» WHAT YOU WILL DO:
Revise the records from their start through the line containing "point(37, 1225)" by replacing "navy blue" with "dark blue", and reproduce those lines with nothing else changed.
** BEGIN RECORDS TO PROCESS **
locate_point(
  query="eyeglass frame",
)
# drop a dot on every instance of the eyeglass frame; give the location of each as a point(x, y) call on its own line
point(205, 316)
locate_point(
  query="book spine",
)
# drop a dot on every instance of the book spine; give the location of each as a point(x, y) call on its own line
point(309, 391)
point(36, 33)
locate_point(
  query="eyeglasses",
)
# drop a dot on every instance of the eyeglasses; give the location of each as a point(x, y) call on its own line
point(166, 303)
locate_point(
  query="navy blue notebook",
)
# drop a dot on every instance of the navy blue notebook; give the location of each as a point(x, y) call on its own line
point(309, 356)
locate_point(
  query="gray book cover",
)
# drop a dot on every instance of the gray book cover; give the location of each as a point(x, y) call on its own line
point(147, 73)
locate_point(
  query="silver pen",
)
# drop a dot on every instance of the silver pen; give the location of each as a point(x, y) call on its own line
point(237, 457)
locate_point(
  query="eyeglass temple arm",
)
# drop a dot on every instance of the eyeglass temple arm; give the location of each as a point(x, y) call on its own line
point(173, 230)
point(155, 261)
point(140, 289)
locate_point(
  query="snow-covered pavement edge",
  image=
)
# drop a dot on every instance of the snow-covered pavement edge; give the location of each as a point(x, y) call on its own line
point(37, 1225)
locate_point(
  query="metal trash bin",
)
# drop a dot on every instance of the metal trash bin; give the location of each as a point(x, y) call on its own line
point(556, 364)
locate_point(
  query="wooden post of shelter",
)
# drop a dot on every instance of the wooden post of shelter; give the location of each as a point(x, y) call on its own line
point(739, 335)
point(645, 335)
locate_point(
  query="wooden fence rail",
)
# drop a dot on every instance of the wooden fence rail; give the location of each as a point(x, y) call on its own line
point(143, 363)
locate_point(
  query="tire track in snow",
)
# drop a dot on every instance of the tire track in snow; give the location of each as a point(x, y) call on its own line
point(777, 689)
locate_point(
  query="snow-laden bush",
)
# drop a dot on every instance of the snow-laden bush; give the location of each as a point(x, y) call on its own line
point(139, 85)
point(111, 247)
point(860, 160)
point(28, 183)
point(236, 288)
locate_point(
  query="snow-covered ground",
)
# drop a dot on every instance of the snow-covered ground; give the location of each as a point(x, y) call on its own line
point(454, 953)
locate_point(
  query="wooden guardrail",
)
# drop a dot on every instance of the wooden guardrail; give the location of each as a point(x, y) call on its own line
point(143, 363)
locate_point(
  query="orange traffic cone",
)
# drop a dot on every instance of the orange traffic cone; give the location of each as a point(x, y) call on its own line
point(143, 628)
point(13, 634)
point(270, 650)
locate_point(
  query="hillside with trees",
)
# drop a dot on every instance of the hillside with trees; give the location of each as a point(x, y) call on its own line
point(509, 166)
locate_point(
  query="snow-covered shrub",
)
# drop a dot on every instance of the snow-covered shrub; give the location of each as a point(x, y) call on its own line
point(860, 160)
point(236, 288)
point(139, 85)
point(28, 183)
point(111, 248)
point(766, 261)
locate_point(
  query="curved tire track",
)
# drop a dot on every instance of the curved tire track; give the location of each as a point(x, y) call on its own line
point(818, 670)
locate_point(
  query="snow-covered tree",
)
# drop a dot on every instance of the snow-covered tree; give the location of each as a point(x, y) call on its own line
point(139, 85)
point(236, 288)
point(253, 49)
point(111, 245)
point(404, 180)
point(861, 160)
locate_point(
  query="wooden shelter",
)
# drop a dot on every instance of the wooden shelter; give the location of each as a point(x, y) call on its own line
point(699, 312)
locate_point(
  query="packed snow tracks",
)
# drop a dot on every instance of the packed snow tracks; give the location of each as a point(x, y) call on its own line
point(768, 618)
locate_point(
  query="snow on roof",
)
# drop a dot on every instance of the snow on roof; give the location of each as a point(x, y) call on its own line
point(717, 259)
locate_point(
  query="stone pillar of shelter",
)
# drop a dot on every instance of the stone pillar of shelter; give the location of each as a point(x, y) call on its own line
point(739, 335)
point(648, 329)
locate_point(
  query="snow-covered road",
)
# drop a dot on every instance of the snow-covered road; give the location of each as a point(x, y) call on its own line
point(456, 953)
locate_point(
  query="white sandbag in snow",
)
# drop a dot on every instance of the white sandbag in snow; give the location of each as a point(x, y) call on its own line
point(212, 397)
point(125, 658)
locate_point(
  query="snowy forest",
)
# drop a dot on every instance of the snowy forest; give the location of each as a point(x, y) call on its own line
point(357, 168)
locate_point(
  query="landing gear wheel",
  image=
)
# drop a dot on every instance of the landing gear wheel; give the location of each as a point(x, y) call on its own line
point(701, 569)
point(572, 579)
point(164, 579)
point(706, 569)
** END RECORDS TO PROCESS **
» ANSWER TO THE EXERCISE:
locate_point(
  query="eyeglass frame",
)
# drop a dot on every instance of the eyeglass frame; give the location of each as a point(x, y) call on its own line
point(205, 316)
locate_point(
  query="book spine",
)
# drop a dot on every instance of the book spine; give the location of each as a point(x, y) call on its own line
point(309, 391)
point(36, 33)
locate_point(
  query="eyeglasses",
)
# drop a dot on every instance of the eyeglasses; give the location of each as a point(x, y) call on its own line
point(166, 303)
locate_point(
  query="dark blue notebook",
)
# drop a dot on every instance of the dark blue notebook; give the location of each as a point(x, y) call on its own line
point(309, 356)
locate_point(
  query="gray book cover",
)
# drop a dot on every instance of the gray book cover; give the location of each as a point(x, y) call on its own line
point(147, 73)
locate_point(
  query="silver pen",
)
# drop a dot on every instance of the silver pen; give the location of each as a point(x, y) call on its own line
point(237, 457)
locate_point(
  query="eyeglass temple arm",
)
# drop a dot on every instance of the eyeglass temple arm; give the location of each as a point(x, y) call on its own line
point(173, 230)
point(155, 261)
point(140, 289)
locate_point(
  query="snow-covered pavement edge",
  image=
)
# drop a dot on every instance of the snow-covered pavement edge; give the location of each as a point(x, y) call on its own line
point(37, 1225)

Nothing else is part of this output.